● Prompt
Pick out every line of the entries below where "silver" occurs, and copy those lines.

Referring expression pointing data
- - -
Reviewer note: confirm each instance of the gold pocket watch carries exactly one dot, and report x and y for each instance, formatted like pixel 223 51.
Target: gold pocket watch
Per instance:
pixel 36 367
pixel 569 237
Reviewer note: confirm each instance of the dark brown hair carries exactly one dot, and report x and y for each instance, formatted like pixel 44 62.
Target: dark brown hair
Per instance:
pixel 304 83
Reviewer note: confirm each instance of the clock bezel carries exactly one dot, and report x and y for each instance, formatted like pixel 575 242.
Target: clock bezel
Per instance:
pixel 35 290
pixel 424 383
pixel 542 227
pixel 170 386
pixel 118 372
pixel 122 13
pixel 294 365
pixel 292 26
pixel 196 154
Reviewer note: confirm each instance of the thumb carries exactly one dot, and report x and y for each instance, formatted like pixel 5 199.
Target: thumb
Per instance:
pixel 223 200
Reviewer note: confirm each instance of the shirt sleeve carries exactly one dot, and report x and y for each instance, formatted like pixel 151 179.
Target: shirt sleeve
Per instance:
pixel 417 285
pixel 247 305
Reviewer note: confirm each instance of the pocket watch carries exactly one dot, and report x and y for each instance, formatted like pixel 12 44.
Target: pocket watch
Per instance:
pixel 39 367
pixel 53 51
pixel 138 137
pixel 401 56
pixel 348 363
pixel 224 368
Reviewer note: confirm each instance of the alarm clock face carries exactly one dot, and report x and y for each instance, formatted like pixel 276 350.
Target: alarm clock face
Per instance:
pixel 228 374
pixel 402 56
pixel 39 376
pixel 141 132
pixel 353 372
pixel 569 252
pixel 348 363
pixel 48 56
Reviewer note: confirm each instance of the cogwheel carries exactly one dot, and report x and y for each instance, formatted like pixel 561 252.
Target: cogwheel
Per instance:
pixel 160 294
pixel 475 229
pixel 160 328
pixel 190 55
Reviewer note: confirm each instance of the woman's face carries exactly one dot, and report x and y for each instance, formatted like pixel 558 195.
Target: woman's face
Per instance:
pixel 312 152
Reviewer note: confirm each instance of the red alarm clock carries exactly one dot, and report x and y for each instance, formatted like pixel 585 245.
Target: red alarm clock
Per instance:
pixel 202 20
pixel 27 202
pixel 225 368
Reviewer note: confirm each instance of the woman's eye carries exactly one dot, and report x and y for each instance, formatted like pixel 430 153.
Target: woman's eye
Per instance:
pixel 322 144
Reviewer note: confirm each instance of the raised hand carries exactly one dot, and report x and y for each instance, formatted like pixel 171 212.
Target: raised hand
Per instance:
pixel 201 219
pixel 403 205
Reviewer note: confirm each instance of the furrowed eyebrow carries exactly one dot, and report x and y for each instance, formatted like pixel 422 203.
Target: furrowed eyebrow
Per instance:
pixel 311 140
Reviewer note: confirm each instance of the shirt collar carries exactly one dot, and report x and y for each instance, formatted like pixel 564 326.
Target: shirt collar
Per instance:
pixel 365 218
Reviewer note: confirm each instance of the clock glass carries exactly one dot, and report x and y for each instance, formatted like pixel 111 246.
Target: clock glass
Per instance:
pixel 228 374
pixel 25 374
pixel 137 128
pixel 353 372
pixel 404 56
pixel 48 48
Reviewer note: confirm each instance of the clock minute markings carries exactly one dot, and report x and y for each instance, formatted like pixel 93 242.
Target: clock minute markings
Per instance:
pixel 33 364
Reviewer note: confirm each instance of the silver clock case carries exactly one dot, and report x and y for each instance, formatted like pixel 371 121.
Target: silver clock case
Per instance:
- - -
● Written solution
Reviewer note: confirm each instance of the silver clock case carries exactly one dot, and report x and y for each instance, formatted like pixel 371 121.
Target: silver clock case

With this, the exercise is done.